What you are asked to do: Read through the data and report every line in which the word "below" occurs.

Provided data:
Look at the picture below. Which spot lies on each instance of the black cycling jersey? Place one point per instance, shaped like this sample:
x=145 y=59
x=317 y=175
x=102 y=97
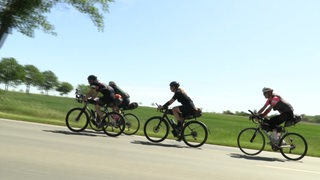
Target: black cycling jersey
x=107 y=91
x=118 y=90
x=184 y=99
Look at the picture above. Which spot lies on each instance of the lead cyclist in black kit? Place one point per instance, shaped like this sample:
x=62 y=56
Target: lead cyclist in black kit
x=108 y=97
x=179 y=112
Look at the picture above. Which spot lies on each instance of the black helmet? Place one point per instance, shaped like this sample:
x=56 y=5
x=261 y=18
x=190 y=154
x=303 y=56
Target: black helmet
x=92 y=77
x=174 y=84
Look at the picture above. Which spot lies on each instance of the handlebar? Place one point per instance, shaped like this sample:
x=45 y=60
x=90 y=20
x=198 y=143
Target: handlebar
x=161 y=109
x=255 y=117
x=80 y=97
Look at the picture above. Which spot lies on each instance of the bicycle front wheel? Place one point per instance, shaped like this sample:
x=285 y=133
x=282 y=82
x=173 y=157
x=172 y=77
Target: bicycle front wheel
x=77 y=119
x=251 y=141
x=194 y=133
x=293 y=146
x=156 y=129
x=114 y=124
x=132 y=124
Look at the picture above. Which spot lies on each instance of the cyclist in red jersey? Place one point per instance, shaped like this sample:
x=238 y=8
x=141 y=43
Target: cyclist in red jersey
x=276 y=103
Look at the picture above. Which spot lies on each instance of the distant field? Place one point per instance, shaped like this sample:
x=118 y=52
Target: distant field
x=224 y=129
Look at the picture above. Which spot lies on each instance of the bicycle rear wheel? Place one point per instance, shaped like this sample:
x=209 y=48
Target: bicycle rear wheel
x=194 y=133
x=77 y=119
x=293 y=146
x=251 y=141
x=156 y=129
x=114 y=124
x=132 y=124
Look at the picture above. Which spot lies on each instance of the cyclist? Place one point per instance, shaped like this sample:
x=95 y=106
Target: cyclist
x=276 y=103
x=108 y=96
x=125 y=97
x=187 y=108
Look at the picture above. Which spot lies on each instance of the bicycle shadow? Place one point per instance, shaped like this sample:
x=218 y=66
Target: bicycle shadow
x=83 y=133
x=256 y=158
x=160 y=144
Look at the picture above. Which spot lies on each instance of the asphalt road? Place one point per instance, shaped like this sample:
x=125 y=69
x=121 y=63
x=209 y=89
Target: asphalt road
x=37 y=152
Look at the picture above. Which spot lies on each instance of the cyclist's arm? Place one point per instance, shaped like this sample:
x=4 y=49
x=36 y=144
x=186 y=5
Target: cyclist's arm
x=266 y=112
x=167 y=104
x=89 y=94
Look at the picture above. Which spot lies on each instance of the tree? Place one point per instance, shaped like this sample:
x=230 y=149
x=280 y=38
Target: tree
x=33 y=77
x=11 y=72
x=50 y=81
x=64 y=88
x=28 y=15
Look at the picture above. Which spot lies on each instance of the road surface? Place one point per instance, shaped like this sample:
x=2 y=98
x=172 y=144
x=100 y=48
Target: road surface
x=37 y=152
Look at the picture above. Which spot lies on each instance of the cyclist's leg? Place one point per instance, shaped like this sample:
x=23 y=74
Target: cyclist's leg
x=100 y=102
x=177 y=114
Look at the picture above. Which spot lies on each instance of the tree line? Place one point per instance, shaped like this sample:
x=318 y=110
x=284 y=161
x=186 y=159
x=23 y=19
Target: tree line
x=13 y=74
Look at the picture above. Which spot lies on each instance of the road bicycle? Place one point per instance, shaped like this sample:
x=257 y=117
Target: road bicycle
x=194 y=133
x=78 y=119
x=292 y=146
x=132 y=122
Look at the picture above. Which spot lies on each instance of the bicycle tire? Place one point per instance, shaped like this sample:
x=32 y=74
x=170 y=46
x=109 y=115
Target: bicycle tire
x=156 y=129
x=132 y=124
x=194 y=133
x=77 y=120
x=251 y=141
x=94 y=127
x=114 y=124
x=293 y=146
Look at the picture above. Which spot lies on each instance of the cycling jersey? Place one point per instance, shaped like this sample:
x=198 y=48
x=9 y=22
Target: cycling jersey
x=184 y=99
x=118 y=90
x=107 y=91
x=279 y=104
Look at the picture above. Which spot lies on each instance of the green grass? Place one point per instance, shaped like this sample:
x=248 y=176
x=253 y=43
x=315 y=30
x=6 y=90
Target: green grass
x=224 y=129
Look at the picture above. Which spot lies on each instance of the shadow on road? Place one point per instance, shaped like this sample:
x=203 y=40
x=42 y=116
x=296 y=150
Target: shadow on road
x=257 y=158
x=84 y=133
x=158 y=144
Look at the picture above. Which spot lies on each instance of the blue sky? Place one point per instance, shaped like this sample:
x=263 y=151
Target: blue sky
x=222 y=52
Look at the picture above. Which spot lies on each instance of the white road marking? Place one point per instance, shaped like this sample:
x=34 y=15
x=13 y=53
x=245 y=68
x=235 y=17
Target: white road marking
x=291 y=169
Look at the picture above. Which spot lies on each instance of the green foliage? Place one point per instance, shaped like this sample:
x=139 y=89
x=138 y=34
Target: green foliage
x=33 y=76
x=224 y=129
x=50 y=81
x=28 y=15
x=11 y=73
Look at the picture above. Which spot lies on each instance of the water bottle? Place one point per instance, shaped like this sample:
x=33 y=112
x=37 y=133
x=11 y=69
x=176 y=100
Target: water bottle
x=172 y=122
x=271 y=137
x=93 y=114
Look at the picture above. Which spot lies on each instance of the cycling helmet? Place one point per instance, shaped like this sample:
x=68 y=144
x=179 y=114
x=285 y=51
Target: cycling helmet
x=92 y=77
x=265 y=90
x=112 y=83
x=174 y=84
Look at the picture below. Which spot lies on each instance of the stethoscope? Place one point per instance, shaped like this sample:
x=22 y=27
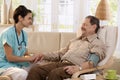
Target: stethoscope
x=23 y=39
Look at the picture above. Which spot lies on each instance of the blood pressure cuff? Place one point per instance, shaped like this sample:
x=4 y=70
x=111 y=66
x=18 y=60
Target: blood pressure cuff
x=94 y=58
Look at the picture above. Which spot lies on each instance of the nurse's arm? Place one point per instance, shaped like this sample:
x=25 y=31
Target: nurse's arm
x=12 y=58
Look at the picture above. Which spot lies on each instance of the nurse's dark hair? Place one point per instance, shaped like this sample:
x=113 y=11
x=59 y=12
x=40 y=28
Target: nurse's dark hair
x=20 y=11
x=94 y=20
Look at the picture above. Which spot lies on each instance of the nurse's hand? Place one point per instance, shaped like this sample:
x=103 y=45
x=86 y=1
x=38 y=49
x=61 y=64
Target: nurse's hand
x=38 y=57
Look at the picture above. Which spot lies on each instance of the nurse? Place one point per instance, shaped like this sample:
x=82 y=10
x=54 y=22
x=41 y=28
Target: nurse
x=13 y=42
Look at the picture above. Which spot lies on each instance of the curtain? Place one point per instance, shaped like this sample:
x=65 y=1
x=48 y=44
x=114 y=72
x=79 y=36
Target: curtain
x=118 y=23
x=81 y=10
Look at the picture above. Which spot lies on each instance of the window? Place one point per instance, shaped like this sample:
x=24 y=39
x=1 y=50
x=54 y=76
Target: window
x=113 y=9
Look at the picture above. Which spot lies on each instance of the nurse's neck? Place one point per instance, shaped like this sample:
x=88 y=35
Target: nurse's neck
x=19 y=27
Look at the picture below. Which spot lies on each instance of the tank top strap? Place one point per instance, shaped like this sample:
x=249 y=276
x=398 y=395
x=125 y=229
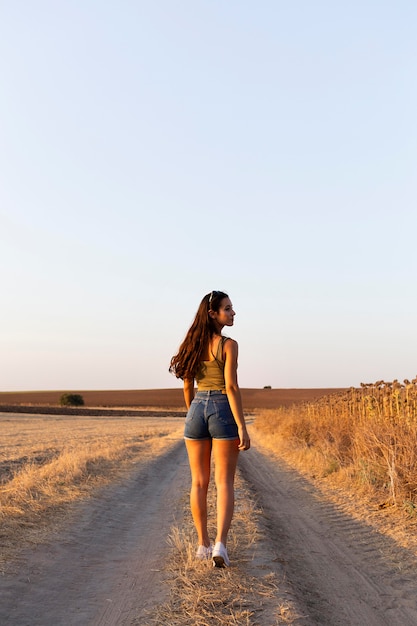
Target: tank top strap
x=219 y=354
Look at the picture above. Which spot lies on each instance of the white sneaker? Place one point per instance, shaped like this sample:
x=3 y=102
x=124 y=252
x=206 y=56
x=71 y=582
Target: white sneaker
x=220 y=556
x=204 y=552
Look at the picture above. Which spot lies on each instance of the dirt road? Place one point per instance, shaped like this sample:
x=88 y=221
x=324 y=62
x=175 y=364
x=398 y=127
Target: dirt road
x=106 y=568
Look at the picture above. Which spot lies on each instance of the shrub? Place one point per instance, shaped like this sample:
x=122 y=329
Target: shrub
x=71 y=399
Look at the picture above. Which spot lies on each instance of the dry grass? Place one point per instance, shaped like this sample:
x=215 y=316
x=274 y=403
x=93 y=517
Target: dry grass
x=204 y=596
x=363 y=441
x=48 y=462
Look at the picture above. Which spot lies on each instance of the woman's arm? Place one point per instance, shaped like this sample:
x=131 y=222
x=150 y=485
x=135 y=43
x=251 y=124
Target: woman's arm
x=233 y=391
x=188 y=392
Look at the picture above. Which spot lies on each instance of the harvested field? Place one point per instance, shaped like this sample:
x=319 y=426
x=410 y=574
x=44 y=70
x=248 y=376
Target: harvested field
x=160 y=398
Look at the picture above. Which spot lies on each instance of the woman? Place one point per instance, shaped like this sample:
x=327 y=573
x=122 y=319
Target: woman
x=215 y=423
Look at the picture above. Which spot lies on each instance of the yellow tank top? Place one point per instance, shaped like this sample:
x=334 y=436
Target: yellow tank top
x=210 y=375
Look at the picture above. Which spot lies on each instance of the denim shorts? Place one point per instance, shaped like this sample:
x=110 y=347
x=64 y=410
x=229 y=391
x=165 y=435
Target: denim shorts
x=210 y=417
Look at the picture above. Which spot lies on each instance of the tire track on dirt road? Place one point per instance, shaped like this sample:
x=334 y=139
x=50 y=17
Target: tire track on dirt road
x=340 y=570
x=105 y=568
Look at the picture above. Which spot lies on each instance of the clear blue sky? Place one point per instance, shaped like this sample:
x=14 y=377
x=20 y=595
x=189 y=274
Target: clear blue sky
x=154 y=151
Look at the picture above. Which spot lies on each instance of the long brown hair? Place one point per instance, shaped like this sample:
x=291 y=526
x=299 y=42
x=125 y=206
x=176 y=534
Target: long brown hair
x=186 y=362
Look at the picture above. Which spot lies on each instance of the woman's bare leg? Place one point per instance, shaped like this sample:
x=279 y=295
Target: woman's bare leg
x=199 y=453
x=225 y=453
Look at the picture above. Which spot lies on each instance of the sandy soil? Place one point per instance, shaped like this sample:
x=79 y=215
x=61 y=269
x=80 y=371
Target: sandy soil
x=106 y=567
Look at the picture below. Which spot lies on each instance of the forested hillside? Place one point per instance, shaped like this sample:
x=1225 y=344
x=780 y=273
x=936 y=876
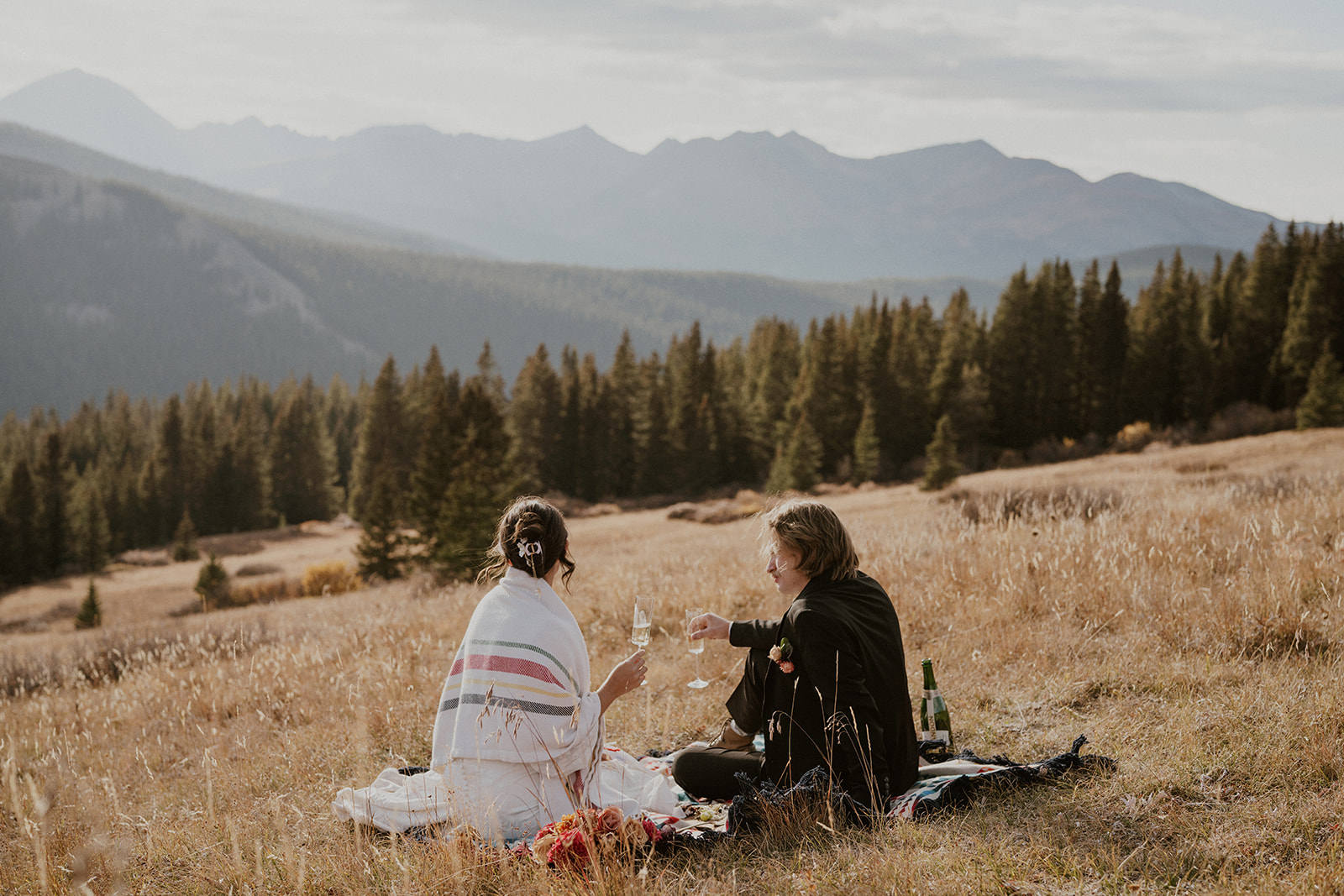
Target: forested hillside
x=108 y=284
x=1061 y=367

Answer for the task:
Look at the picture below. Which spot lies on each instance of the black cycling jersey? Place one point per instance, shaped like this sample:
Look at the picture below. Which spot lies on each instance of the stethoscope? Place one point per instance, shaped like this sample:
Look at the picture below. Which spot lies on each instance of the tank top strap? Place one point per instance, shaped like this sample:
Look at the picture below. Which spot lies on each instance of the forested hillside? Place one point per instance, shaped like this sample:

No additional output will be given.